[Extracted records]
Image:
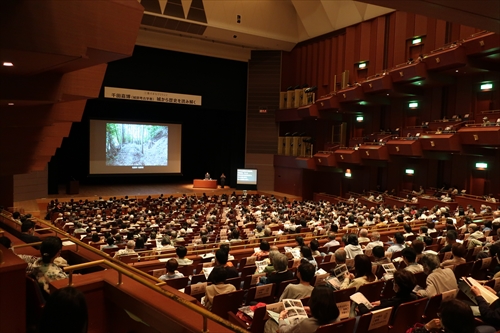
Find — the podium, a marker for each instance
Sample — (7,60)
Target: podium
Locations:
(72,187)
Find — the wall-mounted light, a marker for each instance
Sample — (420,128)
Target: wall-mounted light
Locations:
(416,41)
(486,86)
(481,166)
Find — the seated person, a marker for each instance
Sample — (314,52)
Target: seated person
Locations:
(306,255)
(263,250)
(181,252)
(127,251)
(44,269)
(399,242)
(459,251)
(303,289)
(404,282)
(172,272)
(221,260)
(352,248)
(438,279)
(378,253)
(218,286)
(322,308)
(409,256)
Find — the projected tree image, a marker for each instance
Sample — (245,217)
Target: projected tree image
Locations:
(136,145)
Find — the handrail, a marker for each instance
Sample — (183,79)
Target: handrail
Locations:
(121,271)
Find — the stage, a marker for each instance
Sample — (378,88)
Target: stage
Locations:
(37,207)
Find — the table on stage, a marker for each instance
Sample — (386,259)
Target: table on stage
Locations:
(205,183)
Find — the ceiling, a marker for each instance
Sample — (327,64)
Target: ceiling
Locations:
(232,28)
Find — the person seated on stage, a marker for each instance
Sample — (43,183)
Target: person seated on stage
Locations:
(128,250)
(181,252)
(172,272)
(305,273)
(44,269)
(218,287)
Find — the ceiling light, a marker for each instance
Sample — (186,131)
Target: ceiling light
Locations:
(487,86)
(416,41)
(481,165)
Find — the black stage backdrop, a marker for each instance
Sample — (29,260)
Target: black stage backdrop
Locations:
(213,135)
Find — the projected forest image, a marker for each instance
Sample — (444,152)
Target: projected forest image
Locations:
(136,145)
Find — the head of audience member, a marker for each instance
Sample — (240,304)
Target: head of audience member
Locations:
(428,241)
(219,274)
(181,251)
(418,246)
(375,237)
(306,253)
(50,249)
(323,306)
(430,262)
(204,239)
(96,238)
(225,247)
(130,245)
(306,272)
(398,238)
(280,262)
(27,227)
(65,312)
(352,239)
(340,256)
(139,243)
(458,250)
(409,255)
(300,241)
(363,267)
(457,317)
(378,252)
(221,257)
(264,246)
(314,245)
(172,265)
(404,282)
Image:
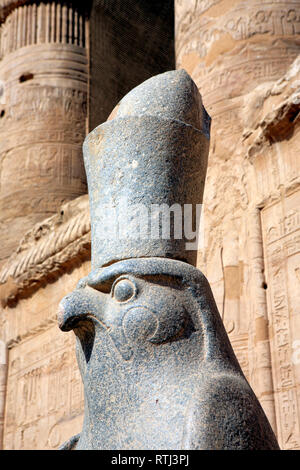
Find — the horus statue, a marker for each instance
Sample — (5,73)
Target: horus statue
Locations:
(157,366)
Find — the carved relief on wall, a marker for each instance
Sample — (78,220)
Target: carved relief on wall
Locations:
(43,374)
(281,232)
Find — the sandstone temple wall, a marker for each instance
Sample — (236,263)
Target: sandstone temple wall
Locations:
(244,56)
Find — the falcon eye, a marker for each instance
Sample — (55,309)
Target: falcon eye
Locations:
(123,290)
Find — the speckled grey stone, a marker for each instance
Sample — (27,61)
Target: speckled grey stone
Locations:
(157,366)
(154,151)
(156,363)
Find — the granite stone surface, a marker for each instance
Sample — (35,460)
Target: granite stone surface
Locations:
(156,363)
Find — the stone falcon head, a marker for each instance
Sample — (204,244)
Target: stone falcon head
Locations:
(156,363)
(157,367)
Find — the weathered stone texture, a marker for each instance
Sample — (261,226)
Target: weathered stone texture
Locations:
(42,371)
(43,114)
(243,57)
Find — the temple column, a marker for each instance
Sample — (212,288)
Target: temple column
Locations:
(44,78)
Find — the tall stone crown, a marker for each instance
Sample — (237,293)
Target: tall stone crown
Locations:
(152,151)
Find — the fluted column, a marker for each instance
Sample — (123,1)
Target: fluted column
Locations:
(44,73)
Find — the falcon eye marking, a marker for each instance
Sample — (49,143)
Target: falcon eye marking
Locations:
(123,290)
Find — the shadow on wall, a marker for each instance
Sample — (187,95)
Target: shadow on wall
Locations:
(130,42)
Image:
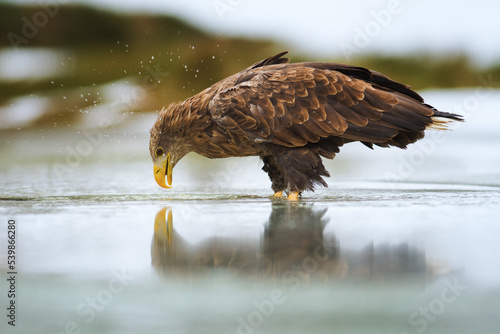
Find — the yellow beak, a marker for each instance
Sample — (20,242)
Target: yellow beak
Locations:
(161,171)
(164,229)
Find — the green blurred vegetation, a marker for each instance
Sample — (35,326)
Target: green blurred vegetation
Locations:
(104,46)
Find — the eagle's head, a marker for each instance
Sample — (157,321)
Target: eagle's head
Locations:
(167,144)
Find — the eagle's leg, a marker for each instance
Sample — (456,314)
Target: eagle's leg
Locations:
(294,170)
(278,194)
(293,196)
(276,176)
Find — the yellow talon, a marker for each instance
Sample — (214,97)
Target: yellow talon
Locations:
(278,194)
(293,196)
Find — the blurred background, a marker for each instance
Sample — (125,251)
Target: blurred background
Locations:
(401,241)
(61,60)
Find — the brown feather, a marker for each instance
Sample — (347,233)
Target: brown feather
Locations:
(290,114)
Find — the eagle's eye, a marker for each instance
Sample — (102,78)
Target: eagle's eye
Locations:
(159,152)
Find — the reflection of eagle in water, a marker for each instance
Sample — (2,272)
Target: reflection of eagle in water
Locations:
(292,248)
(290,115)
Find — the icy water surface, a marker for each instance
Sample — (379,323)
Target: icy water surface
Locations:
(400,242)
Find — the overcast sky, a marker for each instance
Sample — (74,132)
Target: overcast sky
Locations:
(341,28)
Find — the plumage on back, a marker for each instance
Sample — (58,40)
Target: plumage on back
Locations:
(291,113)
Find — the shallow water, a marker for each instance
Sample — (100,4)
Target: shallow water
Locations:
(400,242)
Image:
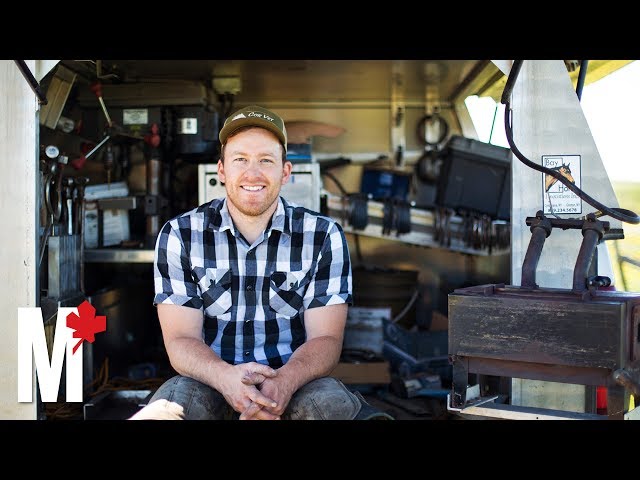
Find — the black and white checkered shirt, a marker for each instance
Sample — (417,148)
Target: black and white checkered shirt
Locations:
(253,296)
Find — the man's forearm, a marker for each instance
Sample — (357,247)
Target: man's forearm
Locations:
(192,358)
(313,359)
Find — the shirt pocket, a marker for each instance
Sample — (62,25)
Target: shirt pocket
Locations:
(217,298)
(286,291)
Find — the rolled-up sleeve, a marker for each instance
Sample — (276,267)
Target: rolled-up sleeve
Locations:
(173,280)
(332,282)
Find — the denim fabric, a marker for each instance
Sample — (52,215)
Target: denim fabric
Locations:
(182,398)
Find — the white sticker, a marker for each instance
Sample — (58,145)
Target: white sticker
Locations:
(558,198)
(188,126)
(135,116)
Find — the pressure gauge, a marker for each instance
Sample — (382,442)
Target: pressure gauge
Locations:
(52,151)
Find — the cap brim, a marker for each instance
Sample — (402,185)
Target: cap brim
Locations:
(253,121)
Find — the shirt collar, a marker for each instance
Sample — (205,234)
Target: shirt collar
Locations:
(221,218)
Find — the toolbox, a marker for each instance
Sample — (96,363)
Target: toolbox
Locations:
(475,176)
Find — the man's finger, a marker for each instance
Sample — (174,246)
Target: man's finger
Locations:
(256,412)
(261,399)
(253,378)
(265,370)
(251,410)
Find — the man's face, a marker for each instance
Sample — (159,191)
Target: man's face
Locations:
(253,172)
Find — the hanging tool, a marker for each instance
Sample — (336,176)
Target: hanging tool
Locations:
(108,161)
(67,183)
(96,88)
(81,183)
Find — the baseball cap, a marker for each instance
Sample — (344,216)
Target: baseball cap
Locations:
(255,116)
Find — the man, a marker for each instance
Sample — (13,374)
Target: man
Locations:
(252,294)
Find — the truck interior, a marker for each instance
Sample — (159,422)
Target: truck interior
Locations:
(390,148)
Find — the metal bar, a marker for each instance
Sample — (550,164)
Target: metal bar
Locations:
(585,256)
(119,203)
(514,412)
(120,255)
(538,236)
(33,83)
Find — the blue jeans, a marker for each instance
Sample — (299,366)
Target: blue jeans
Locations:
(326,398)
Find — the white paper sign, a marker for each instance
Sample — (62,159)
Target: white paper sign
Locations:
(558,199)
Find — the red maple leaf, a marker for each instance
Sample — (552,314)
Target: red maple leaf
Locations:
(87,324)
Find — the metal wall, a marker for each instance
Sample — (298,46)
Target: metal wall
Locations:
(18,236)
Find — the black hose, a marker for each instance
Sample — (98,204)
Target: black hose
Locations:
(618,213)
(33,83)
(582,75)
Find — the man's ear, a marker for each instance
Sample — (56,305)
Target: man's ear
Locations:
(221,175)
(286,171)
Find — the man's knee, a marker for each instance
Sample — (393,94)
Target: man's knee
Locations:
(325,398)
(183,398)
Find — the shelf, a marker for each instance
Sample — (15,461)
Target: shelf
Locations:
(118,255)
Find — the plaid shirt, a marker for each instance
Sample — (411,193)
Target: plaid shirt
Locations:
(253,296)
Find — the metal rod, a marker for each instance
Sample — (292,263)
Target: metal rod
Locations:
(585,256)
(33,83)
(96,147)
(530,264)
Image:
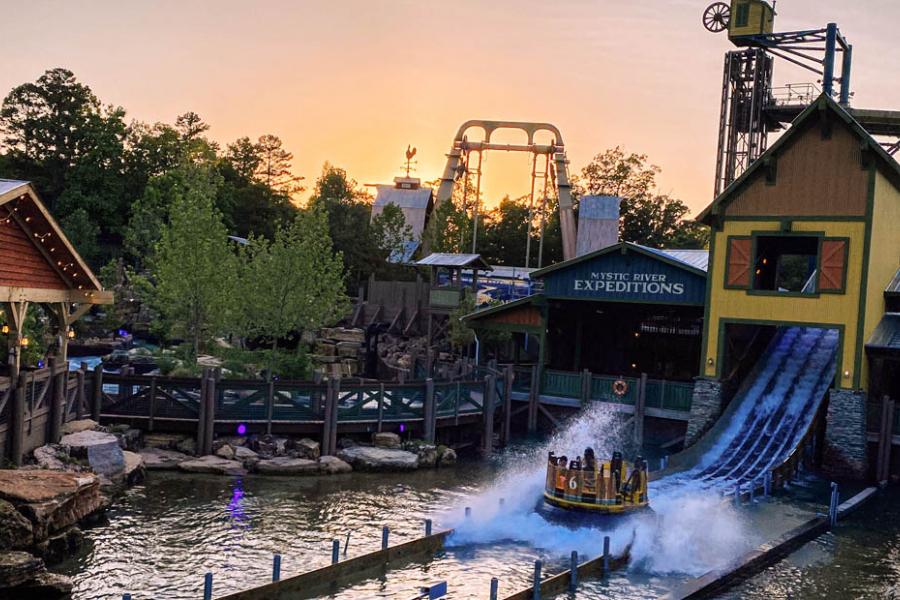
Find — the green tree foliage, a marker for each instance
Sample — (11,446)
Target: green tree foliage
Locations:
(646,217)
(349,210)
(194,266)
(293,282)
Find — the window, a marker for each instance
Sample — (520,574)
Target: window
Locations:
(742,14)
(786,264)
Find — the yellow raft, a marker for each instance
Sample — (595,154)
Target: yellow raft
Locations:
(584,484)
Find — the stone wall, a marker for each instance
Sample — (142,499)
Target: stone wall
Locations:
(706,407)
(845,435)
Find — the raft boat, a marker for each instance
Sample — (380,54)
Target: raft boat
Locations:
(585,485)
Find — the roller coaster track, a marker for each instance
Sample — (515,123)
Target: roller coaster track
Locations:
(769,421)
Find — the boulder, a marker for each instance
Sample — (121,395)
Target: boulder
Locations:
(283,465)
(386,440)
(445,456)
(102,450)
(226,452)
(78,426)
(332,465)
(158,459)
(212,464)
(51,500)
(367,458)
(15,529)
(307,448)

> _Objective_: Emit an exact copy of the lines from the line bearing "Find — the man's ear, a" through the last line above, inclusive, and leave the images out.

> _The completed task_:
Find — the man's ear, a marker for each instance
Sample — (56,305)
Target: man's ear
Locations:
(221,175)
(286,171)
Find — the man's knee, a marker for each instance
Sample — (393,94)
Target: man's knee
Locations:
(325,398)
(183,398)
Find — the shelf, a marker for each instance
Sample — (15,461)
Target: shelf
Locations:
(118,255)
Find — the plaid shirt, a marker for each instance
Sample — (411,193)
Target: plaid shirt
Locations:
(253,296)
Find — the metal rod, a marker for each instance
Sample — (292,263)
Target: metal rod
Locations:
(585,256)
(33,83)
(96,147)
(530,264)
Image:
Find — the green tree foliage, a marker for each instance
Sample — (11,446)
Target: green tree foliage
Locations:
(646,217)
(349,210)
(194,266)
(293,282)
Find — the window, a marker for each instance
Sample — (520,574)
Target: window
Locations:
(742,14)
(786,264)
Find — the yellow raft, a marker for each instance
Sample — (595,154)
Target: yellow raft
Locations:
(584,484)
Find — the stone wall, a marker for each instance
Sample — (142,499)
Target: stone wall
Locations:
(706,407)
(845,435)
Find — the raft boat, a marker for each instance
Sample — (380,54)
Target: raft boat
Locations:
(585,485)
Find — the roller coaster track, a marker for each instance
Sample — (515,123)
Target: roller coaster track
Locations:
(769,421)
Find — the boulder, a marker for each instance
Sample — (121,395)
Target: boulder
Locations:
(283,465)
(386,440)
(445,456)
(102,450)
(226,452)
(78,426)
(332,465)
(158,459)
(212,464)
(51,500)
(367,458)
(15,529)
(307,448)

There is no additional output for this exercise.